Go through the records and give each one again exactly.

──────────

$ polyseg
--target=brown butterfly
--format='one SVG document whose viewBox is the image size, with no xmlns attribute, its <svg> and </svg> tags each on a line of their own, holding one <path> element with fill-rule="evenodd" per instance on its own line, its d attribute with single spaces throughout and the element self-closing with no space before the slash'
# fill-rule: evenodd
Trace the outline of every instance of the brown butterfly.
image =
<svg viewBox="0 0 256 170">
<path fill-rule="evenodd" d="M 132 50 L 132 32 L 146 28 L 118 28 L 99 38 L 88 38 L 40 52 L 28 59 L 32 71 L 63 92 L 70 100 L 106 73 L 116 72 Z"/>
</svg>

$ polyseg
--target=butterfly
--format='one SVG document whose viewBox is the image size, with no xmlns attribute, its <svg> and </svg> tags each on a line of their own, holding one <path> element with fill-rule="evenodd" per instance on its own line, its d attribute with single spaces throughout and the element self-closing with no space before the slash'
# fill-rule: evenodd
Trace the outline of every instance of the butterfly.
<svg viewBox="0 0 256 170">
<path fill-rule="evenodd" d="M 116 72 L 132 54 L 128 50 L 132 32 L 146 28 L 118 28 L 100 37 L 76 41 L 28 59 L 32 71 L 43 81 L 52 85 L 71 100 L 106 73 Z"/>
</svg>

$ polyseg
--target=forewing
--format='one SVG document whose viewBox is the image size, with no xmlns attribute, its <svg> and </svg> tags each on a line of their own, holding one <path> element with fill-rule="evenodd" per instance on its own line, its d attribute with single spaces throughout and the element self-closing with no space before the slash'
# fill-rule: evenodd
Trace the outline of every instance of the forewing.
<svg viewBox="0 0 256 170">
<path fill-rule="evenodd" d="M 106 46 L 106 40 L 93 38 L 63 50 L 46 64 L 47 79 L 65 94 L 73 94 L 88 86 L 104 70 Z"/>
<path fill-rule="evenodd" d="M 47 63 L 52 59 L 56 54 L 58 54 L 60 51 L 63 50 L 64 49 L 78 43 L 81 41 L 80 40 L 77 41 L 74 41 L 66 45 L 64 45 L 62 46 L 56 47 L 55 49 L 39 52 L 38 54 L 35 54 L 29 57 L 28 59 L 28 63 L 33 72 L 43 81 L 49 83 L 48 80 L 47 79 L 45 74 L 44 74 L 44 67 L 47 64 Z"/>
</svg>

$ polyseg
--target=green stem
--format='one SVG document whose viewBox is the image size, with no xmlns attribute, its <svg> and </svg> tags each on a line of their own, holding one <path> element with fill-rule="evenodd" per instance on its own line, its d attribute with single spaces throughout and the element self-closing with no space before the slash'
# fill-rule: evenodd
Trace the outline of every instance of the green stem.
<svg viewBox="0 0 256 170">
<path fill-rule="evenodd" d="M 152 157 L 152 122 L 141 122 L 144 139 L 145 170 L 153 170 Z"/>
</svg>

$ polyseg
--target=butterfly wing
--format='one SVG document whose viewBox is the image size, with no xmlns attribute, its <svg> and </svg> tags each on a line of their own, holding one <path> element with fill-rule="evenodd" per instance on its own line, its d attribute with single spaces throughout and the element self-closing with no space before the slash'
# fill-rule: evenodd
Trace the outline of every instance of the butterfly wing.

──────────

EXPECTED OUTPUT:
$ polyseg
--target=brown butterfly
--format='one SVG document whose viewBox is the image size, with no xmlns attribute, its <svg> and </svg> tags each on a line of their own, holding one <path> element with fill-rule="evenodd" per instance on its own line, its d attribute with single spaces throughout and the element self-closing with no space before the slash'
# fill-rule: evenodd
Trace the outline of every instance of the brown butterfly.
image =
<svg viewBox="0 0 256 170">
<path fill-rule="evenodd" d="M 132 50 L 132 32 L 146 28 L 118 28 L 99 38 L 88 38 L 40 52 L 28 59 L 32 71 L 63 92 L 70 100 L 106 73 L 116 72 Z"/>
</svg>

$ polyseg
--target=butterfly
--format='one SVG document whose viewBox is the image size, with no xmlns attribute, its <svg> and </svg> tags each on a line of their own, holding one <path> element with fill-rule="evenodd" per instance on its own line, its d attribute with single spaces throughout and the element self-closing with no space before the slash'
# fill-rule: evenodd
Trace the outline of every instance of the butterfly.
<svg viewBox="0 0 256 170">
<path fill-rule="evenodd" d="M 116 72 L 132 54 L 128 50 L 132 32 L 146 28 L 118 28 L 100 37 L 76 41 L 28 59 L 32 71 L 43 81 L 52 85 L 71 100 L 106 73 Z"/>
</svg>

$ polyseg
--target=forewing
--format='one SVG document whose viewBox is the image size, with no xmlns attribute, its <svg> and </svg> tags each on a line of their own, holding one <path> element with fill-rule="evenodd" per instance on its own line, its d attribute with single spaces throughout and the element self-closing with no space before the slash'
# fill-rule: evenodd
Trace the outline of every instance of the forewing.
<svg viewBox="0 0 256 170">
<path fill-rule="evenodd" d="M 106 46 L 106 40 L 93 38 L 63 50 L 46 64 L 47 79 L 65 94 L 73 94 L 88 86 L 104 70 Z"/>
<path fill-rule="evenodd" d="M 47 63 L 52 59 L 56 54 L 58 54 L 60 51 L 63 50 L 64 49 L 78 43 L 81 41 L 80 40 L 77 41 L 74 41 L 66 45 L 64 45 L 62 46 L 56 47 L 55 49 L 39 52 L 38 54 L 35 54 L 29 57 L 28 59 L 28 63 L 33 72 L 43 81 L 49 83 L 48 80 L 47 79 L 45 74 L 44 74 L 44 67 L 47 64 Z"/>
</svg>

$ polyseg
--target=green stem
--format='one SVG document whose viewBox is the image size, with no xmlns attribute, its <svg> and </svg> tags each on a line of their own, holding one <path> element with fill-rule="evenodd" per instance on its own line, its d attribute with single spaces throughout and the element self-closing with no space before the slash'
# fill-rule: evenodd
Trace the outline of every instance of the green stem.
<svg viewBox="0 0 256 170">
<path fill-rule="evenodd" d="M 152 157 L 152 122 L 141 122 L 144 139 L 145 170 L 153 170 Z"/>
</svg>

$ polyseg
--target=butterfly wing
--format='one SVG document whose viewBox is the image size, with no xmlns attribute, its <svg> and </svg> tags each on a line of their own, holding one <path> element with fill-rule="evenodd" per instance on its own line, its d attribute with single spaces throughout and the element self-closing with no space before the slash'
# fill-rule: evenodd
Trace the outline of every instance of the butterfly wing.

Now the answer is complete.